▶ Passage shown:
Family of flowering plants

Apiaceae (/ˌeɪpi'eɪsi.iː, -ˌaɪ/), also called Umbelliferae, is a family of mostly aromatic flowering plants named after the type genus Apium, and commonly known as the celery, carrot, or parsley family, or as umbellifers. It is the 16th-largest family of flowering plants, with more than 3,800 species in about 446 genera, including such well-known, and economically important plants as ajwain, angelica, anise, asafoetida, caraway, carrot, celery, chervil, coriander, cumin, dill, fennel, lovage, cow parsley, parsley, parsnip and sea holly, as well as silphium, a plant whose exact identity is unclear and which may be extinct.

The family Apiaceae also includes a significant number of phototoxic species, such as giant hogweed and parsnip, alongside a smaller number of deadly toxic paralytic species, such as poison hemlock, water hemlock, spotted cowbane, fool's parsley, and various species of water dropwort.

== Description ==
Most Apiaceae are annual, biennial or perennial herbs, and frequently have their leaves aggregated toward the base; a minority are woody shrubs or small trees such as Bupleurum fruticosum. Their leaves are of variable size, and alternately arranged, or with the upper leaves becoming nearly opposite. The leaves may be petiolate or sessile. There are no stipules but the petioles are frequently sheathing, and the leaves may be perfoliate. The leaf blade is usually dissected, ternate, or pinnatifid, but simple, and entire in some genera, e.g. Bupleurum. Commonly, their leaves emit a marked smell when crushed, aromatic to fetid, but absent in some species.

The defining characteristic of this family is the inflorescence, the flowers nearly always aggregated in terminal umbels, that may be simple or more commonly compound, often umbelliform cymes. The flowers are usually perfect (hermaphroditic), and actinomorphic, but there may be zygomorphic flowers at the edge of the umbel, as in carrot (Daucus carota) and coriander, with petals of unequal size, the ones pointing outward from the umbel larger than the ones pointing inward. Some are andromonoecious, polygamomonoecious, or even dioecious (as in Acronema), with a distinct calyx, and corolla, but the calyx is often highly reduced, to the point of being undetectable in many species, while the corolla can be white, yellow, pink or purple. The flowers are nearly perfectly pentamerous, with five petals and five stamens.
There is often variation in the functionality of the stamens even within a single inflorescence. Some flowers are functionally staminate (where a pistil may be present but has no ovules capable of being fertilized) while others are functionally pistillate (where stamens are present but their anthers do not produce viable pollen). Pollination of one flower by the pollen of a different flower of the same plant (geitonogamy) is common. The gynoecium consists of two carpels fused into a single, bicarpellate pistil with an inferior ovary. Stylopodia support two styles, and secrete nectar, attracting pollinators like flies, mosquitoes, gnats, beetles, moths, and bees. The fruit is a schizocarp consisting of two fused carpels that separate at maturity into two mericarps, each containing a single seed. The fruits of many species are dispersed by wind but others such as those of Daucus spp., are covered in bristles, which may be hooked in sanicle Sanicula europaea and thus catch in the fur of animals. The seeds have an oily endosperm and often contain essential oils, containing aromatic compounds that are responsible for the flavour of commercially important umbelliferous seed such as anise, cumin and coriander. The shape and details of the ornamentation of the ripe fruits are important for identification to species level.

▶ Entries shown:

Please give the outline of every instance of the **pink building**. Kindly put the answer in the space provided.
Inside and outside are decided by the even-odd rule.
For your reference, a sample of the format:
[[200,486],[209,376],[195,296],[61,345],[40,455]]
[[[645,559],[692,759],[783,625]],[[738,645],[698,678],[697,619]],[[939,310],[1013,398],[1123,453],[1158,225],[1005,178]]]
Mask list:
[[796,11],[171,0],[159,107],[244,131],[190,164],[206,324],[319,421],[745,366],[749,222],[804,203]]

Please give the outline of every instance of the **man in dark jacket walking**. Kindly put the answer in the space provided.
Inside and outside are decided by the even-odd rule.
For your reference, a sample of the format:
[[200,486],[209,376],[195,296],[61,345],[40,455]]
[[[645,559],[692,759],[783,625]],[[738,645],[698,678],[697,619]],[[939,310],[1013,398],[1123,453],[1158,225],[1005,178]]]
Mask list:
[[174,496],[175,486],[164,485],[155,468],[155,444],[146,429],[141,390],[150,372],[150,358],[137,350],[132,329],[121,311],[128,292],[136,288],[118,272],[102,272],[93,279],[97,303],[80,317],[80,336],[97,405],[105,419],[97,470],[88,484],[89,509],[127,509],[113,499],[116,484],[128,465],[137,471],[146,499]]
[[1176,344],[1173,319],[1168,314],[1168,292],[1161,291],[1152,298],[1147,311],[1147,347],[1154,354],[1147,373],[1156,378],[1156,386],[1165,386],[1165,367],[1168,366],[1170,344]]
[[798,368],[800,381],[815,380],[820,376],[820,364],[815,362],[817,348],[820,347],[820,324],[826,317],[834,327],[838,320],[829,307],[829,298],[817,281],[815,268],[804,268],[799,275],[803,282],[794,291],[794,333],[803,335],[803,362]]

▶ Study questions:
a) In the text on the Apiaceae family, copy word for word the part that begins at the words "Apiaceae (/ˌeɪpi'eɪsi.iː, -ˌaɪ/), also" and stops after "may be extinct.".
b) Answer these questions using the text on the Apiaceae family:
(i) How many species does the family contain?
(ii) How many petals and how many stamens do the flowers have?
(iii) What does the fruit separate into at maturity?
c) Resume the text on the Apiaceae family after its last sentence, and keep writing in the same style.

▶ Written responses:
a)
Apiaceae (/ˌeɪpi'eɪsi.iː, -ˌaɪ/), also called Umbelliferae, is a family of mostly aromatic flowering plants named after the type genus Apium, and commonly known as the celery, carrot, or parsley family, or as umbellifers. It is the 16th-largest family of flowering plants, with more than 3,800 species in about 446 genera, including such well-known, and economically important plants as ajwain, angelica, anise, asafoetida, caraway, carrot, celery, chervil, coriander, cumin, dill, fennel, lovage, cow parsley, parsley, parsnip and sea holly, as well as silphium, a plant whose exact identity is unclear and which may be extinct.

b)
(i) More than 3,800 species.
(ii) Five petals and five stamens.
(iii) Two mericarps, each containing a single seed.

c)
== Taxonomy ==
Apiaceae was first described by John Lindley in 1836. The name is derived from the type genus Apium, which was originally used by Pliny the Elder circa 50 AD for a celery-like plant. The alternative name for the family, Umbelliferae, derives from the inflorescence being generally in the form of a compound umbel. The family was one of the first to be recognized as a distinct group in Jacques Daleschamps' 1586 Historia generalis plantarum. With Robert Morison's 1672 Plantarum umbelliferarum distribution nova it became the first group of plants for which a systematic study was published.

The family is solidly placed within the Apiales order in the APG III system. It is closely related to Araliaceae and the boundaries between these families remain unclear. Traditionally groups within the family have been delimited largely based on fruit morphology, and the results from this have not been congruent with the more recent molecular phylogenetic analyses. The subfamilial and tribal classification for the family is currently in a state of flux, with many of the groups being found to be grossly paraphyletic or polyphyletic.

===Classification and phylogeny===
Prior to molecular phylogenetic studies, the family was subdivided primarily based on fruit characteristics. Molecular phylogenetic analyses from the mid-1990s onwards have shown that fruit characters evolved in parallel many times, so that using them in classification resulted in units that were not monophyletic. In 2004, it was proposed that Apiaceae should be divided into four subfamilies:
- Apioideae Seem.
- Azorelloideae G.M.Plunkett & Lowry
- Mackinlayoideae G.M.Plunkett & Lowry
- Saniculoideae Burnett
Apioideae is by far the largest subfamily with about 90% of the genera. Most subsequent studies have supported this division, although leaving some genera unplaced. A 2021 study suggested the relationships shown in the following cladogram.

The Platysace clade and the genera Klotzschia and Hermas fell outside the four subfamilies. It was suggested that they could be accommodated in subfamilies of their own. Phlyctidocarpa was formerly placed in the subfamily Apioideae, but if kept there makes Apioideae paraphyletic. It could be placed in an enlarged Saniculoideae, or restored to Apioideae if the latter were expanded to include Saniculoideae.

The subfamilies can be further divided into tribes and clades, with many clades falling outside formally recognized tribes.

===Evolution===
The earliest fossils of the group, represented by pollen, date to the Eocene epoch, though the family itself is estimated to have originated during the Late Cretaceous, likely in Australasia.

===Genera===

The number of genera accepted by sources varies. As of December 2022, Plants of the World Online (PoWO) accepted 444 genera, while GRIN Taxonomy accepted 462. The PoWO genera are not a subset of those in GRIN; for example, Haloselinum is accepted by PoWO but not by GRIN, while Halosciastrum is accepted by GRIN but not by PoWO, which treats it as a synonym of Angelica. The Angiosperm Phylogeny Website had an "approximate list" of 446 genera.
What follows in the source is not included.